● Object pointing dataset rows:
----
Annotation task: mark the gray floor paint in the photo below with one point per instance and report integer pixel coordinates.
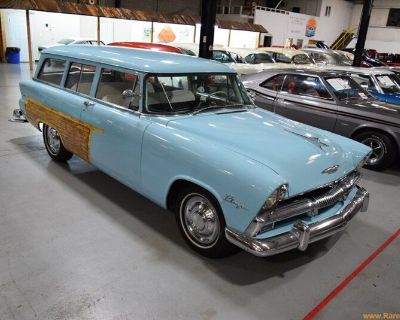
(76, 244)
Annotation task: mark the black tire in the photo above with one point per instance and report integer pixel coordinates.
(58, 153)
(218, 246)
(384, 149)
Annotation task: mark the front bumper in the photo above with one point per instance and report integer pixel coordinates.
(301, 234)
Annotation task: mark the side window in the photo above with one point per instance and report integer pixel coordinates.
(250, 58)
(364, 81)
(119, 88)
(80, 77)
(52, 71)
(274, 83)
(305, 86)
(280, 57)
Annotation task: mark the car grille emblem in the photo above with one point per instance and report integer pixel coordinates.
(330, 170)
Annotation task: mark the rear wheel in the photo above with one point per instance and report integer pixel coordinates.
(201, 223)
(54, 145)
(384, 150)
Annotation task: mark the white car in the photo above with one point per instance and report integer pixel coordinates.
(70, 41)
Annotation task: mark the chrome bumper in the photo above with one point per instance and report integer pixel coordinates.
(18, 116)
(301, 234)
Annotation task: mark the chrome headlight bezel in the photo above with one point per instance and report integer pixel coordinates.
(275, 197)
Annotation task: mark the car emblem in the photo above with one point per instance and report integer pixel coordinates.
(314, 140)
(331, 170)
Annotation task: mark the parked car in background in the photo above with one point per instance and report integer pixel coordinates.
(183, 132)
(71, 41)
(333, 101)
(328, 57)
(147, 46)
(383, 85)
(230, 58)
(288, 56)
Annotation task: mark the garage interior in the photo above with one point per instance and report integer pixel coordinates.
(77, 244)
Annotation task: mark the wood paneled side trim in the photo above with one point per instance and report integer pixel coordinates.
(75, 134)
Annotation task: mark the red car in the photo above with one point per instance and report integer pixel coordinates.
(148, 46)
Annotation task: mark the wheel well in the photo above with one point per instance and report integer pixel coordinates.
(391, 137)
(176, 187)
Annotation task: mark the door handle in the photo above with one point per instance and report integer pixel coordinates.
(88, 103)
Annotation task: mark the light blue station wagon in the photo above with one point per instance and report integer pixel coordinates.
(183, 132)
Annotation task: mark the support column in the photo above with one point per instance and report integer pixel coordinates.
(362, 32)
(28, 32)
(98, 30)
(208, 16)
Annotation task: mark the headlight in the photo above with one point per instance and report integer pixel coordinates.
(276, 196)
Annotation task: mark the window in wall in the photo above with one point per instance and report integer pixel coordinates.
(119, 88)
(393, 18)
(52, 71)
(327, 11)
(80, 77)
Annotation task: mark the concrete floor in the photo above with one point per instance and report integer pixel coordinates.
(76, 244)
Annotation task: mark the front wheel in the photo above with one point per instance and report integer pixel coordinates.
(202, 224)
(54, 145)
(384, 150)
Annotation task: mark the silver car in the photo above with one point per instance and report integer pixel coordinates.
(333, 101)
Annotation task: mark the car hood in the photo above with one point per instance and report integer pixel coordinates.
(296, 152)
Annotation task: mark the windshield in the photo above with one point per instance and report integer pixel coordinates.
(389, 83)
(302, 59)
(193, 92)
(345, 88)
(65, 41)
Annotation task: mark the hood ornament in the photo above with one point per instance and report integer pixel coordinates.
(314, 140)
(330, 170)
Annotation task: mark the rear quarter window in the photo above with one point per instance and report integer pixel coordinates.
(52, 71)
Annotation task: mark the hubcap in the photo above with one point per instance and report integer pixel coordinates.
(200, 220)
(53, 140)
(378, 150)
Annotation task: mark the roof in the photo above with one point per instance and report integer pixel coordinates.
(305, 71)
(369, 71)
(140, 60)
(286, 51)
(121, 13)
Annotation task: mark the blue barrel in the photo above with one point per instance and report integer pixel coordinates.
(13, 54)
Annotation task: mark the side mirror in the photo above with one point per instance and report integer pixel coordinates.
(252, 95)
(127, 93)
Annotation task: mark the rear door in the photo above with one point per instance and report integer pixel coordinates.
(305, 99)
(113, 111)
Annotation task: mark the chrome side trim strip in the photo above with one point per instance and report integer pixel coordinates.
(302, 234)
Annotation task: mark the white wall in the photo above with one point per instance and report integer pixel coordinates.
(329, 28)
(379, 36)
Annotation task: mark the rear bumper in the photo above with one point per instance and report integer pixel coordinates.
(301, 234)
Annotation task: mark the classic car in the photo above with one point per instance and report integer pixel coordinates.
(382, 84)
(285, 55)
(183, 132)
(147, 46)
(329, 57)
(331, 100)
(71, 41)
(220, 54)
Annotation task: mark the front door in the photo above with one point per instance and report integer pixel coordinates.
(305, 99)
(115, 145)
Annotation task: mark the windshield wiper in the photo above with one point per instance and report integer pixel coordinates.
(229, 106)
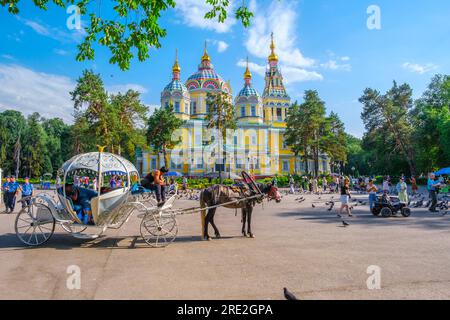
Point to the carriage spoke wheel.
----
Write the entries above out again exactly, but not the pictures.

● Output below:
Annotation task: mark the gray floor paint in the photo below with one point per instance and report integer pixel coordinates.
(76, 244)
Annotation task: mark the black tire in the photo above with one point per instance and report integer pixel coordinates.
(58, 153)
(218, 246)
(384, 149)
Annotation task: mark the front bumper in the photo above with one point per instance and report integer pixel coordinates.
(301, 234)
Annotation task: mark the side window in the photo above with one point per instance and report integer pixel coordinates.
(250, 58)
(364, 81)
(119, 88)
(80, 77)
(52, 71)
(274, 83)
(305, 86)
(280, 57)
Annotation task: mark the car grille emblem in the photo above with one point per instance and report integer pixel coordinates.
(330, 170)
Annotation task: mark the rear wheel in the photo above with one point per instance and report integer pixel coordinates.
(201, 223)
(54, 145)
(384, 150)
Annotation task: mark the white car in the photo above with one point per instance and report integer pixel coordinates.
(70, 41)
Annotation task: mark the chrome bumper in the photo above with one point per instance and report integer pixel coordinates.
(18, 116)
(301, 234)
Annotation task: mark the chrome headlight bezel in the photo above with one point per instance and report integer pixel coordinates.
(275, 197)
Annotation task: mark the car emblem in the photo above with one point per instance and report integer pixel coordinates.
(314, 140)
(331, 170)
Annotation task: mark the parked car in background in the photo above with one point per instance and report integer pixel coordinates.
(183, 132)
(71, 41)
(333, 101)
(328, 57)
(147, 46)
(383, 85)
(230, 58)
(288, 56)
Annotation task: mark the garage interior in the photo above with one point per instance and report integer pixel coordinates.
(77, 244)
Annotation task: mark the wood paneled side trim in the photo above with one point per instance and report integer pixel coordinates.
(75, 134)
Annotation task: mark the red car in the photo above with one point per instance and report integer pixel coordinates.
(148, 46)
Annotation task: mark the wheel well in the photo above with one point per instance and report integer pixel coordinates.
(391, 137)
(176, 187)
Annotation task: mark the door handle in the photo above with one point per instance and report integer pixel coordinates.
(88, 103)
Annotation task: mark the light blue station wagon in the photo above with one point per instance and report integer pixel coordinates.
(183, 132)
Annotation task: mark the support column in the photo above with one point per instance and report integer pixel coordinates.
(362, 32)
(28, 32)
(98, 30)
(208, 16)
Annotation task: mark the headlight in the photo above with one point per instance and report integer pixel coordinates.
(276, 196)
Annotation task: mark the window in wall in the photo above with one point per instance and report integer pixel coordinates.
(119, 88)
(393, 18)
(52, 71)
(327, 11)
(80, 77)
Annotation task: mark the concrete floor in the photo above with one point per instance and report integer pixel coordinates.
(76, 244)
Annotation task: mark the front wheel in the photo above with one point per instance and report integer pixel coordinates.
(202, 224)
(54, 145)
(384, 150)
Annotation task: mark the silver car in the photo above with one point per instance and report integer pixel coordinates.
(333, 101)
Annotation task: mark the car hood in the photo above with one point per instance and report integer pixel coordinates.
(296, 152)
Annotation task: mark the windshield in the photo above with one point per instance and report integer pixel coordinates.
(389, 83)
(302, 59)
(193, 92)
(345, 88)
(65, 41)
Annotation task: mark the hood ornament in the photo above with one point per instance and report integer pixel coordinates.
(314, 140)
(330, 170)
Annotation task: mark the rear quarter window in the photo above with one point per instance and report integer pixel coordinates.
(52, 71)
Annotation task: mark the hubcap in the photo above with one point per instance and report integer pixel coordinates.
(200, 220)
(53, 140)
(378, 150)
Annotation task: mark the roof in the photo above with one point per instance and report integer pixel coordinates.
(305, 71)
(369, 71)
(140, 60)
(286, 51)
(121, 13)
Annotation task: mark the blue barrel in the photo above with one point per instance and report integer pixel coordinates.
(13, 54)
Annotation task: mark the side mirror in the photo above with one point per instance and report integer pixel coordinates.
(252, 95)
(127, 93)
Annotation task: mark the rear door in the photo above with one point per instance and report integer pixel coordinates.
(305, 99)
(113, 111)
Annotation task: mark the chrome side trim strip in the photo above with one point per instance and report integer pixel coordinates.
(302, 234)
Annotation task: mark the white wall in the photo above with one point per instance and report integer pixel coordinates.
(329, 28)
(379, 36)
Annotation task: mark the rear bumper in the photo above with one point per instance and report integer pixel coordinates.
(301, 234)
Annotation task: mark the classic car in the photo above with one point per instance and report integer pixel coordinates.
(382, 84)
(285, 55)
(183, 132)
(147, 46)
(329, 57)
(331, 100)
(71, 41)
(220, 54)
Annotation task: mark the front door in the photo above with one point per instance and report integer pixel coordinates.
(305, 99)
(115, 145)
Annotation task: mark the windshield wiper in the photo above with one point per instance and report integer pixel coordinates.
(229, 106)
Point to the carriage spoke wheel.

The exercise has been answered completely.